§ Instructions to follow: Exactly the lines from the one containing "Can you see the cardboard" through the end of the data below are to be reproduced, and nothing besides them.

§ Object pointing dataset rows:
_ _ _ _ _

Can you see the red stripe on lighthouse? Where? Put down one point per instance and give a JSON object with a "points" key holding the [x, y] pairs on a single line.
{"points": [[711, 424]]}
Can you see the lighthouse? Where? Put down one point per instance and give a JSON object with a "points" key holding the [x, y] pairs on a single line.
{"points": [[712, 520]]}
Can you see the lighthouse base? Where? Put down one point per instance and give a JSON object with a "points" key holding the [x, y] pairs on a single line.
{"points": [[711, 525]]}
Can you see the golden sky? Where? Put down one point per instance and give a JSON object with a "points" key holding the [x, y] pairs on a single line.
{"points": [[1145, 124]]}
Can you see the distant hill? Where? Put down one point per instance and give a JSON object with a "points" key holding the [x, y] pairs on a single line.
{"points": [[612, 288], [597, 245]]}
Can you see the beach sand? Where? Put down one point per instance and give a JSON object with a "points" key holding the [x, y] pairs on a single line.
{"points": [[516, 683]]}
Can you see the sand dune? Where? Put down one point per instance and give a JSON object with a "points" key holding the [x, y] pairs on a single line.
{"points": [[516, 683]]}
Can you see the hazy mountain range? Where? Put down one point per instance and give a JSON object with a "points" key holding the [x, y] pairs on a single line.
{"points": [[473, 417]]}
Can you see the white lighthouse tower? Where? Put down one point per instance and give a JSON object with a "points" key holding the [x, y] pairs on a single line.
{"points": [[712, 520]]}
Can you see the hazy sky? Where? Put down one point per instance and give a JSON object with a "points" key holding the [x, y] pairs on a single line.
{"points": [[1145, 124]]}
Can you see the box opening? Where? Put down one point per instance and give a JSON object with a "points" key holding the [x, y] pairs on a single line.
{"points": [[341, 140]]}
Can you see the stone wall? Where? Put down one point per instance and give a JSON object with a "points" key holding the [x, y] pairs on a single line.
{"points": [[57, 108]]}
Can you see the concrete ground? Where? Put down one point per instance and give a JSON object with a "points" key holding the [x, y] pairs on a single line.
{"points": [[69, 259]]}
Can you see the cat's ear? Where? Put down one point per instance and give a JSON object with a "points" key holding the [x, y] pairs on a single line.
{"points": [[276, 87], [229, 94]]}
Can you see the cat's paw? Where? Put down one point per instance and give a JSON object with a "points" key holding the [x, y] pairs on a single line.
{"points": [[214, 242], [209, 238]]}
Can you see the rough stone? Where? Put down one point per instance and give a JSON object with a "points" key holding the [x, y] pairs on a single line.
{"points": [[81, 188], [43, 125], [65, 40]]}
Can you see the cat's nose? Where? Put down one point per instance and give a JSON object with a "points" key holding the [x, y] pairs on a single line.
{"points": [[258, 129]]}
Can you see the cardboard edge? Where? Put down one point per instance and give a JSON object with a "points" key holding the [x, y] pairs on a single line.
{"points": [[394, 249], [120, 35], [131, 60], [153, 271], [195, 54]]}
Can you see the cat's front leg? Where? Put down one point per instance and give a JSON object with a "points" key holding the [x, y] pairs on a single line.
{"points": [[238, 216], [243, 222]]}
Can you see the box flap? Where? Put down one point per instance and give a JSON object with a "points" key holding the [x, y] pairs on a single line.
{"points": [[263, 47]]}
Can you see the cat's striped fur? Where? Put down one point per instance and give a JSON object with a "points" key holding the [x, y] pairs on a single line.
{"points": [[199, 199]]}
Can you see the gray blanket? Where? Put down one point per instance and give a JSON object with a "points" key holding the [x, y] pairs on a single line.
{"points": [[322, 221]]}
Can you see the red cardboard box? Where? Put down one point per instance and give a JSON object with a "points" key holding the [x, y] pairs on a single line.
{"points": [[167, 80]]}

_ _ _ _ _

§ Solution to this task:
Can you see the cardboard edge? Where? Put down one point per instance and give a JSON object with a "points" key holding the [x, y] pairs on a single line.
{"points": [[394, 249], [120, 35], [131, 60], [153, 271], [195, 54]]}
Can you see the cat's front leg? Where? Put down one point per instance and give a JSON object with a "points" key holding the [x, y] pairs on a single line.
{"points": [[238, 216], [243, 222]]}
Can you see the box flap? Where? Put down one point per instance and give a JSON object with a "points" key holding the [x, y] pairs on a single line.
{"points": [[263, 47]]}
Can you see the cat's striped fur? Where? Put down one point per instance and give a JSON object with a "points" key holding the [x, y] pairs on a single line.
{"points": [[199, 199]]}
Can you see the gray blanket? Where? Put down one point per instance and give a JSON object with a "points" key holding the [x, y] pairs on a single line.
{"points": [[322, 221]]}
Can you see the red cardboard box? Where? Put down one point per instance and give a JSON object with a "points" key holding the [x, y] pairs on a single line.
{"points": [[167, 80]]}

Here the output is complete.